_Problem description_
Print the stretch from the line that contains "blue eye, which" through the line that contains "pixel 528 371", unchanged, with both of those lines included.

_Dataset excerpts on object pointing_
□ □ □ □ □

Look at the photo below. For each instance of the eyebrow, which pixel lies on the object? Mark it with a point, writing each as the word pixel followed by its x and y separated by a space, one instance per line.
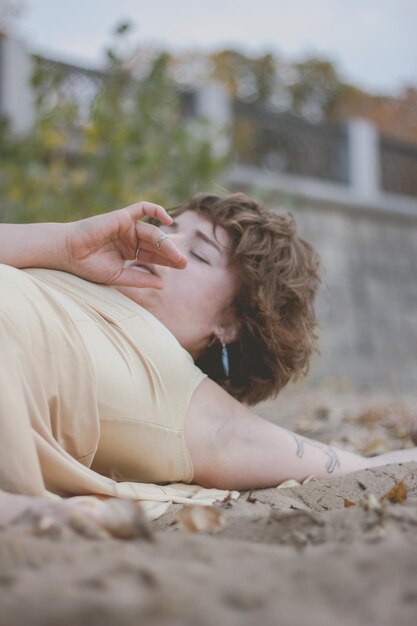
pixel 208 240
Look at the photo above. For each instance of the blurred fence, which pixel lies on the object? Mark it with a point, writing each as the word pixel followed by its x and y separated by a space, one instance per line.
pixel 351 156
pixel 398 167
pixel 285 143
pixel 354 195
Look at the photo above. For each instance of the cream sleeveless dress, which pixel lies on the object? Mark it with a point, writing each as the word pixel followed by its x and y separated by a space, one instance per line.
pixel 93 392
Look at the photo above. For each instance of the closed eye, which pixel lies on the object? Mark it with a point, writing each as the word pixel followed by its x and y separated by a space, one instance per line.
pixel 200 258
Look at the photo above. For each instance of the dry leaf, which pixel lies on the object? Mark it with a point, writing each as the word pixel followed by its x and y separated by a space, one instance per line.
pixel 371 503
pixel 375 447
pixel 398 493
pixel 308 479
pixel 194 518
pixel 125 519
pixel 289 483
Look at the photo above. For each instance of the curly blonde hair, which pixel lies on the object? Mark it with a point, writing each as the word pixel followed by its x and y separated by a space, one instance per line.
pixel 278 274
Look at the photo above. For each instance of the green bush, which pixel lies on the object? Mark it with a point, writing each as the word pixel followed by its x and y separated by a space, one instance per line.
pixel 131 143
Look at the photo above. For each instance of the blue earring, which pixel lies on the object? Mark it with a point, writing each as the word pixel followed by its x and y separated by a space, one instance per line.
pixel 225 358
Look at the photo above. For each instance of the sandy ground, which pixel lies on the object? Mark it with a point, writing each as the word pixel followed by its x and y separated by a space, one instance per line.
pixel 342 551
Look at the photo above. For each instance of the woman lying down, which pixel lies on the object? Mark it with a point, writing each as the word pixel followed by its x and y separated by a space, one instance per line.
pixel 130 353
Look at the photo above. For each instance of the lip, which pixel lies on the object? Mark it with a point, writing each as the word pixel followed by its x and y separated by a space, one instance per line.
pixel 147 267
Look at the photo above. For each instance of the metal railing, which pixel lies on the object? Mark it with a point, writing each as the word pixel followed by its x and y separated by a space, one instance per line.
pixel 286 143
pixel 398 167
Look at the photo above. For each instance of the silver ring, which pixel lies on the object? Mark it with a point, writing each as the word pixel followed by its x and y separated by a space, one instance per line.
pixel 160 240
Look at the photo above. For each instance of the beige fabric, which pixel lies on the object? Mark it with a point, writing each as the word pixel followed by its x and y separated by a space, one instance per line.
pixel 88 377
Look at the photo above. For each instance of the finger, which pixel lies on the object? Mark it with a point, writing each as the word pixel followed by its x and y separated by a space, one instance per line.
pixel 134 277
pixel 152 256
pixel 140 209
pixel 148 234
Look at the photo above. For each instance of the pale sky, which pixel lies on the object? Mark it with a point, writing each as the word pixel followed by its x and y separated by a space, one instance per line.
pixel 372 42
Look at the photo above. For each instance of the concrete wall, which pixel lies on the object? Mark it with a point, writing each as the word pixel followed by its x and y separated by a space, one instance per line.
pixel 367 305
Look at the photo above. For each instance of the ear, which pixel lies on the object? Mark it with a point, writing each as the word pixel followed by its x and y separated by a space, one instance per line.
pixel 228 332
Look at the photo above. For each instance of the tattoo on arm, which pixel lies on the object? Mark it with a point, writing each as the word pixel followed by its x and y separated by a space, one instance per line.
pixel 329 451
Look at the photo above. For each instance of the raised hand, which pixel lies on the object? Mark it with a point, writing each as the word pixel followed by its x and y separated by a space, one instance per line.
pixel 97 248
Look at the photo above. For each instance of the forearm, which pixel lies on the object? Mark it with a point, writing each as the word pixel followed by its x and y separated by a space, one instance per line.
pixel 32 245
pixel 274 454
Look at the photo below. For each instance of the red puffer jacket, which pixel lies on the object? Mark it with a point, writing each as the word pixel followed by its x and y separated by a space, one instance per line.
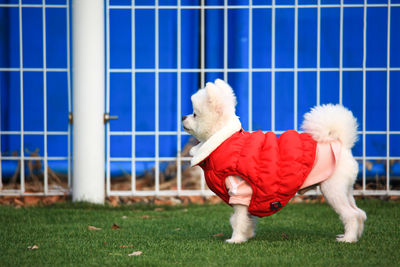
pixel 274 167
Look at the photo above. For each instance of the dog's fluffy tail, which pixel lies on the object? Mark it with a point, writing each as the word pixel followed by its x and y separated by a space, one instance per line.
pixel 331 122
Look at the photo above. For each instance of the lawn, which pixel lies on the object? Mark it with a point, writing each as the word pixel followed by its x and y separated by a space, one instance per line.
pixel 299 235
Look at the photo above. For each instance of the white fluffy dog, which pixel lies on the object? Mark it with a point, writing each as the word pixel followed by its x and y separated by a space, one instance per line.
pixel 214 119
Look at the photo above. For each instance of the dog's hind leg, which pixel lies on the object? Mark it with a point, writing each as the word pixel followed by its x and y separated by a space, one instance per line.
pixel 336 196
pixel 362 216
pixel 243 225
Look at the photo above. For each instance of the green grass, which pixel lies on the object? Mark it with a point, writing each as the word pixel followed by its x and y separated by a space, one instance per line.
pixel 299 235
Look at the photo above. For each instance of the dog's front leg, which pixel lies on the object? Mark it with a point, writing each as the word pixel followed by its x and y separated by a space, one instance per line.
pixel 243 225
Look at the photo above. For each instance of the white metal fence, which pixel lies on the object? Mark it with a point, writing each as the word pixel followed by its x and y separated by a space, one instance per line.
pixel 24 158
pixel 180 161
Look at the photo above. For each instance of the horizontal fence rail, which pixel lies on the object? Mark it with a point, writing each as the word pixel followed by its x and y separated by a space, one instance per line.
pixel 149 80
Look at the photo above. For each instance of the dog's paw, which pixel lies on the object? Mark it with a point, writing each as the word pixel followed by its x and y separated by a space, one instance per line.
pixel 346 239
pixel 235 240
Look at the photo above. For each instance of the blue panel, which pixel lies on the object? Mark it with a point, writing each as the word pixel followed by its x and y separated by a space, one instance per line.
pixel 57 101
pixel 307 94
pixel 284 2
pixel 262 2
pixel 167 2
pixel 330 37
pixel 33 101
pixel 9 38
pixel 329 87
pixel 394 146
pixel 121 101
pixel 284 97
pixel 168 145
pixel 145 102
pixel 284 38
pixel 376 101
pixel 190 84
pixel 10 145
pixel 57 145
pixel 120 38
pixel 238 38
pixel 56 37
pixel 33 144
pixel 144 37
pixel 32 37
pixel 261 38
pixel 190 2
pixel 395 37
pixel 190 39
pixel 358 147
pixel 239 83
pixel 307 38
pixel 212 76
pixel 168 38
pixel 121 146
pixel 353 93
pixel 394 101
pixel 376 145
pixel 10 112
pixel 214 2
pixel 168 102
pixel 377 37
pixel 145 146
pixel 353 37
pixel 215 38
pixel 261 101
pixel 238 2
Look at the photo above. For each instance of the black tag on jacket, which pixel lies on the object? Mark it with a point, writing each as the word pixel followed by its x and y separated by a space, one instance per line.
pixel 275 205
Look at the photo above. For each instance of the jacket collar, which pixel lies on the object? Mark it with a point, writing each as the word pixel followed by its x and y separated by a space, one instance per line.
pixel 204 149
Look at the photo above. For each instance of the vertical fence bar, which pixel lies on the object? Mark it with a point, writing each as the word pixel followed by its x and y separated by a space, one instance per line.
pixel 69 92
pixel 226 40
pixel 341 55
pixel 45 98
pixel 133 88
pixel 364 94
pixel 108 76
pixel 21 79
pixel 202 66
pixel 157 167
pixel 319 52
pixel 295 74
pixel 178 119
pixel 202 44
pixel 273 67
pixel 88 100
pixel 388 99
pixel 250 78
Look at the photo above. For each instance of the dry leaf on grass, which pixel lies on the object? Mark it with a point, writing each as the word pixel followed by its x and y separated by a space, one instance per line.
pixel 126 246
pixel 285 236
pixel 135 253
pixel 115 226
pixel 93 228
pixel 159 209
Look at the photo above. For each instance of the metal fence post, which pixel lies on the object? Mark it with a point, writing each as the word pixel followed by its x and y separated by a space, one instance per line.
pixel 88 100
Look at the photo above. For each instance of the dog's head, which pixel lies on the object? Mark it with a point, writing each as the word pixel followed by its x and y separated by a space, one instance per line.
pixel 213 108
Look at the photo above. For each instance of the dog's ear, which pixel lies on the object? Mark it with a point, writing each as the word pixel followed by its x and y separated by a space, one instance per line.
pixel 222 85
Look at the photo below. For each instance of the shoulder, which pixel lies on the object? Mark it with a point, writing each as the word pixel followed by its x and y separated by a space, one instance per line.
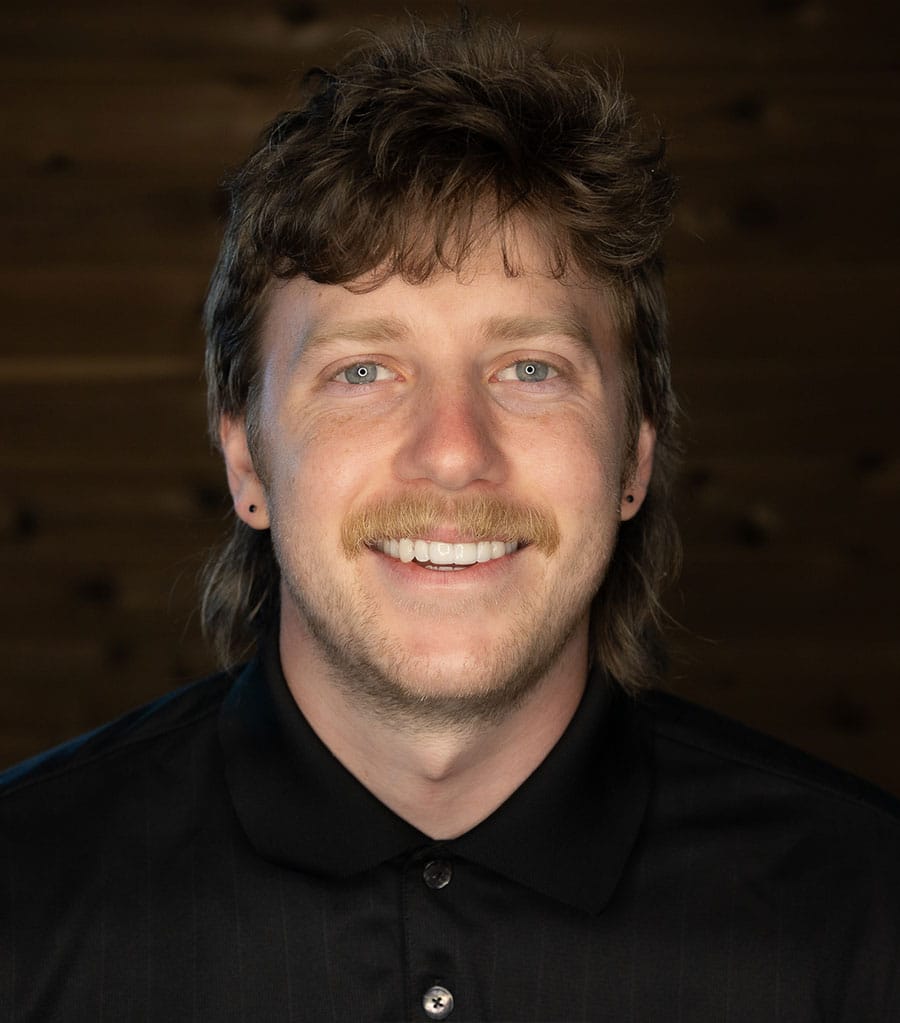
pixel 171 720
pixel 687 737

□ □ □ □ □

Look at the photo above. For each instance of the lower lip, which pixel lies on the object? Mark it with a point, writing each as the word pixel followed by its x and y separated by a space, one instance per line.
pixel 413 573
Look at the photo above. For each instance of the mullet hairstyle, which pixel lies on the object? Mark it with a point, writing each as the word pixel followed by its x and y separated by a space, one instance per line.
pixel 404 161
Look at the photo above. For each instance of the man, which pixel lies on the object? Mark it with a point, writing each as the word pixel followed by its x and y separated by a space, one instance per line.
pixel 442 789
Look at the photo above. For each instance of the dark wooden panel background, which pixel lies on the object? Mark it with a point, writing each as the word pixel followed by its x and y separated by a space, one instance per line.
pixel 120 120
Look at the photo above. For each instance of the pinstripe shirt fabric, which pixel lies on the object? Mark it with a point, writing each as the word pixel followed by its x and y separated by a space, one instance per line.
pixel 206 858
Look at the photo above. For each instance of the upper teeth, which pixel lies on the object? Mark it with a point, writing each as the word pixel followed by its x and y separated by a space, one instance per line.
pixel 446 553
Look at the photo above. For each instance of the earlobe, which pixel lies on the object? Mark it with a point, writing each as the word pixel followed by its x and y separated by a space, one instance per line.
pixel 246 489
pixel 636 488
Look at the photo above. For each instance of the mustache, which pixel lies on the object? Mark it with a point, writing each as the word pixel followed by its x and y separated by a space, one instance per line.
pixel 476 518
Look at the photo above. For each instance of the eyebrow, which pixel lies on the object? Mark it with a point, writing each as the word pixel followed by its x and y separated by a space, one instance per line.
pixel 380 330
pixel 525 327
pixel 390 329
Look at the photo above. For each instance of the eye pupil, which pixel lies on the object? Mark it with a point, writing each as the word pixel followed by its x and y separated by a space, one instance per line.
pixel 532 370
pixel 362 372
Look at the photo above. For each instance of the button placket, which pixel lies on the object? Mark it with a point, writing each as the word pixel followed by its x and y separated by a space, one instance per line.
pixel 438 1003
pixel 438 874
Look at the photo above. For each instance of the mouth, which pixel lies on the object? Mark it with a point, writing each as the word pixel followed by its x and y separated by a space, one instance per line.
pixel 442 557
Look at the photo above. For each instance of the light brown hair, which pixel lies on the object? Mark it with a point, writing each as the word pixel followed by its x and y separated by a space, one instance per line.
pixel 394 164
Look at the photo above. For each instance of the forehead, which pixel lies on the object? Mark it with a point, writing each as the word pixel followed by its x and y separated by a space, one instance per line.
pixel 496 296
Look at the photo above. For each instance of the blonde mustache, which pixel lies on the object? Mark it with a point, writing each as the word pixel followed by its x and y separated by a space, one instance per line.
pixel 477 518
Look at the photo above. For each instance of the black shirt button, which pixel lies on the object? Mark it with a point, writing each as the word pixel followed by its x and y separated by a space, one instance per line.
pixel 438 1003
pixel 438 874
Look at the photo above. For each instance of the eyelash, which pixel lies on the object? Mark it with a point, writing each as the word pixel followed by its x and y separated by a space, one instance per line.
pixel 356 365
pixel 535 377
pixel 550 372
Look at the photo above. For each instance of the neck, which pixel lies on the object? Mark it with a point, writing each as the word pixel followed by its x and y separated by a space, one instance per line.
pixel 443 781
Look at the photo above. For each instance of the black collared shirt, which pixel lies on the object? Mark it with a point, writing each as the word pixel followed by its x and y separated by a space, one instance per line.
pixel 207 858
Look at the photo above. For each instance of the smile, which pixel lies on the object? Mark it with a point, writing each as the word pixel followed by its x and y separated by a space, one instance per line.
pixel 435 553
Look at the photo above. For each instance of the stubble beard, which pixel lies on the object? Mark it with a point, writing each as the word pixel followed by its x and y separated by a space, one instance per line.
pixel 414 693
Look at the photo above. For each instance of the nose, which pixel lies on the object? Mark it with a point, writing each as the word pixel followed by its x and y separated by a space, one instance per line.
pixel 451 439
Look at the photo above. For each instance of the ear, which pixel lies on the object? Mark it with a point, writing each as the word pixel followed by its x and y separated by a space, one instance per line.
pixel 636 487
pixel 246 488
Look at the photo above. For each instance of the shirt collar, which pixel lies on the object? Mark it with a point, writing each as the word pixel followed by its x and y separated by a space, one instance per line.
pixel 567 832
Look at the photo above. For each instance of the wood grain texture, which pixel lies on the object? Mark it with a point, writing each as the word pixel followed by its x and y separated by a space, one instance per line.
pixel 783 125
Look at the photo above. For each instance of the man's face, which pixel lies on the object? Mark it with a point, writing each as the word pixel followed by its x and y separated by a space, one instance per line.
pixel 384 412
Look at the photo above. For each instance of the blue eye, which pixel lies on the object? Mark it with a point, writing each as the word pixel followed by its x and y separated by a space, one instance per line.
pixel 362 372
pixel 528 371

□ □ □ □ □

_Response to this task_
Look at the photo above. For each instance of the blue eye, which pixel lies on the object? Mark it with a point, writing each as the word pixel followed by its x and y separated by a space, one instance per line.
pixel 362 372
pixel 528 371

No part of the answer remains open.